● **Set task**
Reproduce the lines of the material exactly, excluding every image.
— Start of Data for this exercise —
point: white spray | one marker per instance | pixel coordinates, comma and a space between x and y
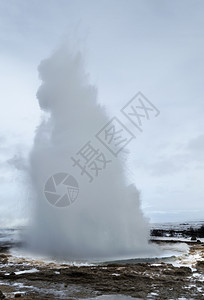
105, 221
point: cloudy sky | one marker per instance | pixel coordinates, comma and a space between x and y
152, 46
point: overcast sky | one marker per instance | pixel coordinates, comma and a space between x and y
152, 46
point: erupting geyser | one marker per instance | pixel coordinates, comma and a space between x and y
105, 221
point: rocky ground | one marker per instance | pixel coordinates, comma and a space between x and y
37, 280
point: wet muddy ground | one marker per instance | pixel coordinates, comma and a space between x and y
20, 278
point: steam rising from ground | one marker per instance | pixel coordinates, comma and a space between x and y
105, 221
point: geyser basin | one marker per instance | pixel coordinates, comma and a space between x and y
105, 221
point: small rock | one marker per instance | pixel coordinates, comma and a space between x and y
17, 295
12, 274
1, 295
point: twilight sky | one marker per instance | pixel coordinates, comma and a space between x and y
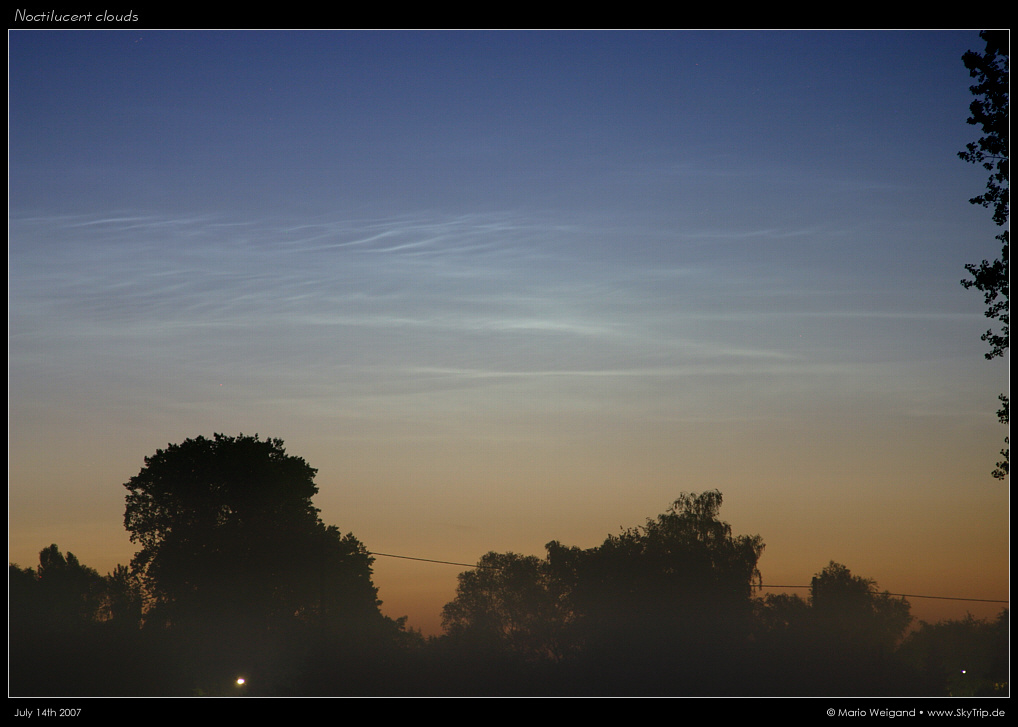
503, 288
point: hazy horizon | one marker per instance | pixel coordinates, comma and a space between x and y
508, 287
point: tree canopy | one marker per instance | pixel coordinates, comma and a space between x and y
990, 111
227, 530
679, 575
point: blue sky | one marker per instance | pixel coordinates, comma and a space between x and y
508, 287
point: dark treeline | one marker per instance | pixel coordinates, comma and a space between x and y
236, 576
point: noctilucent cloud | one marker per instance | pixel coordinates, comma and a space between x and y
503, 288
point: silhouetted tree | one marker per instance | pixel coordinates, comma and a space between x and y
229, 536
72, 631
508, 604
849, 609
990, 111
961, 658
682, 568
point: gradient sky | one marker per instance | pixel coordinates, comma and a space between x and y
503, 288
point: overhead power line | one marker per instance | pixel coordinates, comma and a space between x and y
765, 585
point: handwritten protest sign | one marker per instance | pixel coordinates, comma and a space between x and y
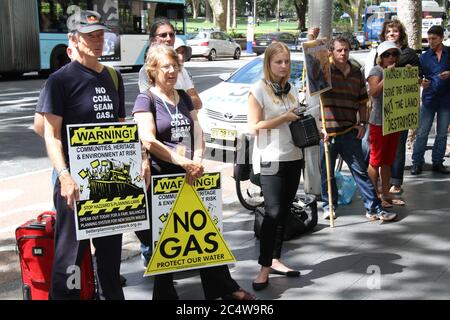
401, 98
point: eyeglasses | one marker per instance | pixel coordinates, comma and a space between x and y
167, 67
393, 54
165, 34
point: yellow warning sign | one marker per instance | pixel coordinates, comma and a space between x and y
190, 238
103, 135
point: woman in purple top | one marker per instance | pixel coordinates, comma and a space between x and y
168, 130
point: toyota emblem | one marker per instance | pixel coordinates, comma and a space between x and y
228, 115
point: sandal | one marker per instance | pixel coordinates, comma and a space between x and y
398, 202
396, 189
386, 204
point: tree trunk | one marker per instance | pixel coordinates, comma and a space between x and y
319, 13
234, 15
354, 9
219, 9
410, 13
208, 12
195, 8
300, 8
228, 15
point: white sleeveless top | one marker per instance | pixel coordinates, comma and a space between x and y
273, 145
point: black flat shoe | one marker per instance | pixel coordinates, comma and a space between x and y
260, 285
240, 294
292, 273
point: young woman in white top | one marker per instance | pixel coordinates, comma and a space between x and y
272, 104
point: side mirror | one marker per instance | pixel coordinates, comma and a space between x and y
224, 76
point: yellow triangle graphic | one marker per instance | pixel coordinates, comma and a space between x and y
190, 239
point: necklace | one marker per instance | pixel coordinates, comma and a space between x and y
174, 117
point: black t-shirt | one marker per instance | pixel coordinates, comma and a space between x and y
81, 95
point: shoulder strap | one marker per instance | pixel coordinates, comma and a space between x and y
152, 106
113, 74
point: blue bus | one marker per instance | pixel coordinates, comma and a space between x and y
33, 33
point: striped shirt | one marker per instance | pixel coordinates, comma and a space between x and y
343, 102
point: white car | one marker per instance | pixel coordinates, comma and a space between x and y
213, 44
223, 116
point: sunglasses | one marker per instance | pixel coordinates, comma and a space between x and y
165, 34
393, 54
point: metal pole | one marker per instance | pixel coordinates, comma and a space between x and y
278, 15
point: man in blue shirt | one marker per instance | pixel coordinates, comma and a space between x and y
435, 64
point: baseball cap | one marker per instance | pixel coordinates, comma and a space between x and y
385, 46
85, 21
187, 50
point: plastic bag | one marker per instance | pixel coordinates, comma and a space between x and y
346, 188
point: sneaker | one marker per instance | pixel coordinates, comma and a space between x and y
416, 169
440, 168
326, 215
386, 215
382, 215
396, 189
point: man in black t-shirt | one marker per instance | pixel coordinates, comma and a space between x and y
70, 99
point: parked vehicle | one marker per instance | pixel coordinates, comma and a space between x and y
262, 42
302, 37
224, 113
212, 44
360, 37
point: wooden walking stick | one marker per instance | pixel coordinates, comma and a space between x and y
327, 163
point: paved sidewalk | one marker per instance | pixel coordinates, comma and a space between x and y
358, 259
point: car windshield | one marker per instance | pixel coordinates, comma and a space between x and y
252, 72
201, 36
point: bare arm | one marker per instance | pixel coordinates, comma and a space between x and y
375, 86
199, 146
52, 134
196, 101
147, 133
255, 117
38, 125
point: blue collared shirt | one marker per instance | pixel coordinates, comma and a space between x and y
439, 90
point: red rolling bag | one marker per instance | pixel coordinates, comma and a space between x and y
35, 243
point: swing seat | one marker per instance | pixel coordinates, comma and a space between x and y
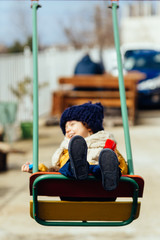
84, 202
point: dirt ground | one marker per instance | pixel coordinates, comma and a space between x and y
15, 221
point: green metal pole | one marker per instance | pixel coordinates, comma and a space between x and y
122, 90
35, 89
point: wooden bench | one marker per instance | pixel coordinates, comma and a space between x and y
106, 91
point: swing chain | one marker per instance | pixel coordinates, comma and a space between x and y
112, 2
32, 1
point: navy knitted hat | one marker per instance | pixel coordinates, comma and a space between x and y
92, 114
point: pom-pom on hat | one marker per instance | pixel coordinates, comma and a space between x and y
92, 114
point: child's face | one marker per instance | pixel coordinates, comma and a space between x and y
74, 128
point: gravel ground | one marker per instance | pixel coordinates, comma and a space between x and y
15, 222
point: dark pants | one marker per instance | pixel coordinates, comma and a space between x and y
93, 169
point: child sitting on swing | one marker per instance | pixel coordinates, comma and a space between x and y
86, 147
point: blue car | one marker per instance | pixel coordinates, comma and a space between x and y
146, 61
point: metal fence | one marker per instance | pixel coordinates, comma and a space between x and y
— End of Data for this exercise —
● **Result of the task**
point: white spray | one marker per instance | pixel coordinates, comma and a space between x and y
105, 221
point: cloudy sky | one marker per instance | pixel coordinates, comma and a space between x and y
152, 46
point: overcast sky | one marker per instance | pixel coordinates, comma and a space between x and y
152, 46
point: erupting geyser | one marker per instance | pixel coordinates, comma and a space between x and y
105, 221
point: rocky ground | one marker per instance | pixel coordinates, comma and a space between x and y
37, 280
point: wet muddy ground | one marker per instance | pixel coordinates, comma and a space between x and y
20, 278
point: steam rising from ground | one marker per instance | pixel coordinates, comma and a space between x and y
105, 221
point: geyser basin | one marker per instance | pixel coordinates, comma and a space between x and y
105, 221
point: small rock | one marker per instance | pixel coordinates, comma and a space between x and y
17, 295
12, 274
1, 295
point: twilight sky | one marker per instance | pixel coordinates, comma and a space between x and y
503, 288
point: hazy horizon | one marker per instance | pixel coordinates, comma and a space between x and y
508, 287
point: tree canopy | one marker per instance | pixel coordinates, comma and a space between x and y
990, 111
227, 530
679, 575
point: blue sky | one marker per instance | pixel coordinates, comma and a space between x and y
508, 287
point: dark treeline | one marker per instance | pixel coordinates, comma and a space between x and y
236, 576
point: noctilucent cloud | one marker per instance | pixel coordinates, comma and a space between x and y
503, 288
point: silhouetted tree | one marker per instance | pixel coordinates, comma and a space between x and y
229, 536
72, 631
508, 604
849, 609
990, 111
961, 658
682, 568
point: gradient sky | one marker per instance | pixel coordinates, comma and a space between x and y
503, 288
point: overhead power line | one marker per instance | pixel coordinates, comma and a space between x and y
765, 585
point: handwritten protest sign | one marker per instance | pixel coordinates, comma and a space between x and y
401, 98
point: eyeglasses | one marker per instance | pixel coordinates, comma and a space between x and y
167, 67
393, 54
165, 34
point: yellow warning sign | one marker per instance | pixel coordinates, comma and a space between x and y
190, 238
103, 135
point: woman in purple top | one marker per instance | pixel coordinates, comma and a space between x and y
168, 130
point: toyota emblem | one marker per instance | pixel coordinates, comma and a space between x and y
228, 115
point: sandal | one marker per instance | pixel coordinates, comma and a space between x and y
398, 202
396, 189
386, 204
point: tree trunk | one marker per instance | pixel coordinates, comma and a space between x and y
319, 13
234, 15
354, 9
219, 9
410, 13
208, 12
195, 8
300, 8
228, 15
point: white sleeveless top | one marker per instance | pixel coordinates, comma and a space between x and y
273, 145
point: black flat shoe | one marker per instance | pixel coordinates, comma and a space between x and y
260, 285
240, 294
292, 273
point: young woman in white top | one marker per instance | pixel coordinates, comma and a space between x and y
272, 104
point: side mirror | one marker per instance | pixel coordinates, comma and a space between x and y
224, 76
point: yellow triangle graphic | one marker per instance | pixel coordinates, comma and a space between x and y
190, 239
point: necklace | one marker per instance | pixel coordinates, comma and a space between x and y
174, 117
point: black t-shirt | one marker per instance | pixel coordinates, comma and a space between x and y
81, 95
point: shoulder strap | one marker per instance | pixel coordinates, comma and a space between x and y
152, 106
113, 74
point: blue bus | one marker per instance | pixel coordinates, comma and a space between x and y
33, 33
point: striped shirt | one marker per instance | pixel coordinates, comma and a space between x and y
343, 102
point: white car | one marker per instance | pixel coordinates, comma and a space between x and y
213, 44
223, 116
point: sunglasses | one marker per instance | pixel coordinates, comma and a space between x and y
165, 34
393, 54
point: metal pole | one marker per instance | pixel coordinates, comma and a space between x and y
278, 15
point: man in blue shirt | one marker per instance | pixel coordinates, comma and a space between x and y
435, 64
point: baseball cap | one marker per instance | pixel coordinates, comma and a space between x and y
385, 46
85, 21
187, 50
point: plastic bag | one marker per instance | pixel coordinates, comma and a space between x and y
346, 188
point: sneaker | one marker per instance | pixel coordinates, comma and a space between x and y
416, 169
440, 168
326, 215
386, 215
382, 215
396, 189
point: man in black t-shirt | one marker per instance | pixel coordinates, comma and a space between x and y
70, 99
point: parked vehicle | one marker per instance | pixel coordinates, comma and a space between x and y
262, 42
302, 37
224, 113
212, 44
360, 37
point: wooden walking stick | one marker per instance | pixel coordinates, comma and a space between x and y
327, 163
point: paved sidewalk | one marker per instance | pixel coordinates, comma and a space between x and y
358, 259
point: car windshield | one marker per instance | pixel coordinates, comma and a space between x and y
252, 72
201, 36
point: bare arm | one marker per instance | pixel coordinates, comma and a space between x and y
375, 86
199, 146
52, 134
196, 101
147, 133
255, 117
38, 125
point: blue collared shirt | one marker per instance | pixel coordinates, comma and a space between x and y
439, 90
point: red rolling bag | one marker per instance | pixel coordinates, comma and a space between x and y
35, 243
point: swing seat | one marker per instance | pixel coordinates, comma and a space between x and y
84, 202
point: dirt ground | one marker per instance | pixel coordinates, comma and a space between x and y
15, 221
point: green metal pole | one marker per instance | pixel coordinates, comma and a space between x and y
122, 90
35, 89
point: wooden bench | one marker per instance | pixel coordinates, comma and a space between x and y
106, 91
point: swing chain | one marker per instance | pixel coordinates, comma and a space between x and y
112, 2
32, 1
point: navy knitted hat | one marker per instance | pixel coordinates, comma and a space between x and y
92, 114
point: pom-pom on hat | one marker per instance | pixel coordinates, comma and a space between x and y
92, 114
point: child's face | one marker per instance | pixel coordinates, comma and a space between x and y
74, 128
point: gravel ground | one marker per instance | pixel coordinates, comma and a space between x and y
15, 222
point: dark pants | one marker per instance | pixel coordinates, comma and a space between x and y
93, 169
point: child sitting on swing | one marker per instance | pixel coordinates, comma and a space between x and y
86, 147
point: blue car | one marker per instance | pixel coordinates, comma and a space between x and y
146, 61
point: metal fence | one marker per instance | pixel coordinates, comma and a space between x and y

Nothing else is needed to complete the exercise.